Free-text object descriptions:
###
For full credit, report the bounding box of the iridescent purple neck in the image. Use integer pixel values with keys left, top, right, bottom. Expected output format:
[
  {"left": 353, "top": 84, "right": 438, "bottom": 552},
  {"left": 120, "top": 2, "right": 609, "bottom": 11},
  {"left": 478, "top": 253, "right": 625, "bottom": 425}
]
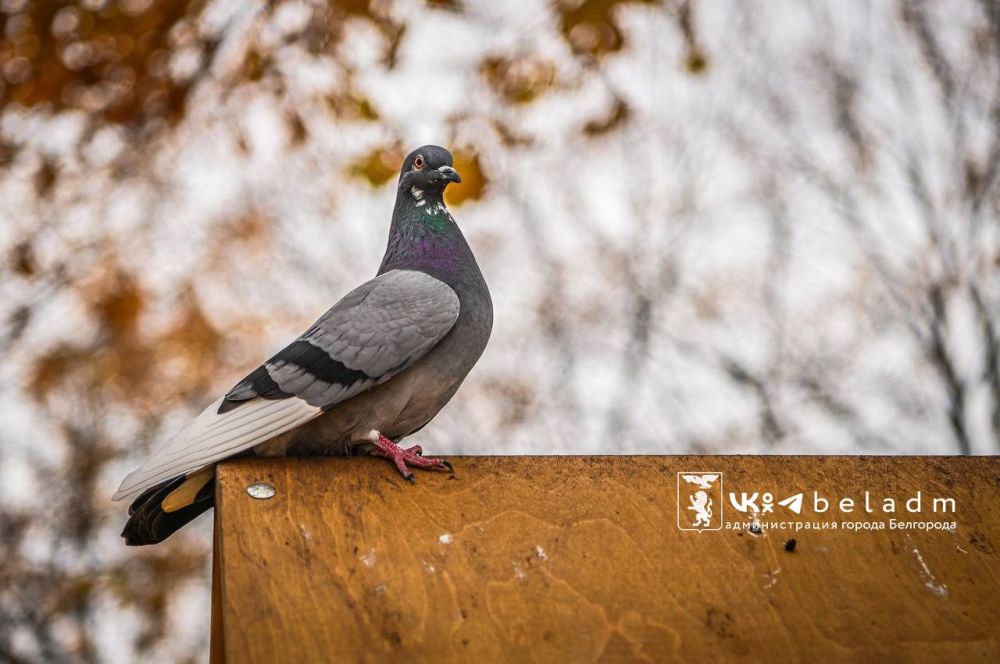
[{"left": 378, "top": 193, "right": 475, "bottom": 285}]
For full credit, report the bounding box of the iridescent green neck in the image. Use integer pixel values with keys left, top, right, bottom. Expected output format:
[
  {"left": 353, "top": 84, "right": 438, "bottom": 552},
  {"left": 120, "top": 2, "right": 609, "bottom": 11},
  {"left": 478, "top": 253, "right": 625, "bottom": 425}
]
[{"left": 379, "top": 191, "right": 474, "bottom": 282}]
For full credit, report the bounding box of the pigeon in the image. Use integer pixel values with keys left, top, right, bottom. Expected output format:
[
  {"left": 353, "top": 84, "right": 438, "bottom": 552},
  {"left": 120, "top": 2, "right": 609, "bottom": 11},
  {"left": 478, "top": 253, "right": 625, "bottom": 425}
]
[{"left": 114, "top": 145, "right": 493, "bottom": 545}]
###
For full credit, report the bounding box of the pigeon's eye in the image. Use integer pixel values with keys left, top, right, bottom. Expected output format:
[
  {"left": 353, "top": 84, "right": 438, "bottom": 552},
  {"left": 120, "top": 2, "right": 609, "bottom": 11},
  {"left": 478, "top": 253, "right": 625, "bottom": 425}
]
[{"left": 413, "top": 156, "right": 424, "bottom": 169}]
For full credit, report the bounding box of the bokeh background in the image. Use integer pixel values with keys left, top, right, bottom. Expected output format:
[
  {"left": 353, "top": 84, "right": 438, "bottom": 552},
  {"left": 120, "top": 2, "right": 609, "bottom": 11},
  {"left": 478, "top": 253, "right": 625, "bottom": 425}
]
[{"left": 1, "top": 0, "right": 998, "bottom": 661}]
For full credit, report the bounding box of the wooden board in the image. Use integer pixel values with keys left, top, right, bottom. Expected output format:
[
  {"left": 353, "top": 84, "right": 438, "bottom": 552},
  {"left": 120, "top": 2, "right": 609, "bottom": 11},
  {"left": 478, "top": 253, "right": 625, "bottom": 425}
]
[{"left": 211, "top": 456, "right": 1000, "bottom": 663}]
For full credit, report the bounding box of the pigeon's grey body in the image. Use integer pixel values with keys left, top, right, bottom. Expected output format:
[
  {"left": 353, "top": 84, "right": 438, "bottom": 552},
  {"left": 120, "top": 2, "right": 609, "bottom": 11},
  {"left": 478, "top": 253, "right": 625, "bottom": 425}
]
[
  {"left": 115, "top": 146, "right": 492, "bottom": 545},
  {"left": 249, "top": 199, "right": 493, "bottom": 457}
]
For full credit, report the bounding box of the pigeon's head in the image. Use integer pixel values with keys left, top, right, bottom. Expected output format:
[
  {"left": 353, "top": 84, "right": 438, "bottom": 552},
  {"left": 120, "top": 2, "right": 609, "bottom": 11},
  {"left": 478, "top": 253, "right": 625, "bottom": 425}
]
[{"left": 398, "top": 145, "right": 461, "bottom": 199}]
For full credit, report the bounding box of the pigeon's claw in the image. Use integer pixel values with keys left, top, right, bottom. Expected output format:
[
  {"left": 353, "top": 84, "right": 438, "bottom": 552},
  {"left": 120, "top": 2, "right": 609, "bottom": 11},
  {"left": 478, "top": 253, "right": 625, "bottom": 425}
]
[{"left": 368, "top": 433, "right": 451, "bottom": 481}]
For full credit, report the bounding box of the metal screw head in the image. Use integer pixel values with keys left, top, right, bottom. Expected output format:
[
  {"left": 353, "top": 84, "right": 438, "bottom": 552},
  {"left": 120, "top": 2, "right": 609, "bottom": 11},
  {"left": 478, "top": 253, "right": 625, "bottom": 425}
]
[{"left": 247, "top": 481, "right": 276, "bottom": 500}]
###
- [Exercise] The answer must be every line from the records above that contains the word "credit", copied out.

- [Result for this exercise]
For full credit, report the bounding box of the iridescent purple neck in the image. Use integer pixel values with keys left, top, right, bottom. Expected output format:
For full credit, report the bounding box of the iridescent green neck in the image. Use integer pixel values with keys left, top, right, bottom. Expected output format:
For full credit, report the bounding box of the pigeon in the image. Use integer pixel values with keys left, top, right, bottom. Expected output format:
For full credit, report the bounding box of the pigeon's eye in the image. Use integer pixel values with keys left, top, right, bottom. Expected output format:
For full credit, report the bounding box of the bokeh background in the image. Use integer pixel values with keys left, top, right, bottom. Expected output format:
For full credit, report the bounding box of the wooden board in the image. Use integer pixel values with keys left, top, right, bottom. Expected output format:
For full credit, report the bounding box of the pigeon's grey body in the image. Use integer pixel values with keys left, top, right, bottom. Expected output format:
For full credit, report the bounding box of the pigeon's head in the image. Use integer pixel values with keys left, top, right, bottom. Expected output format:
For full credit, report the bounding box of the pigeon's claw in the image. Use integer pixel values with keys left, top, right, bottom. Expected output format:
For full credit, report the bounding box of the metal screw head in the image. Use integer pixel values with keys left, top, right, bottom. Expected output format:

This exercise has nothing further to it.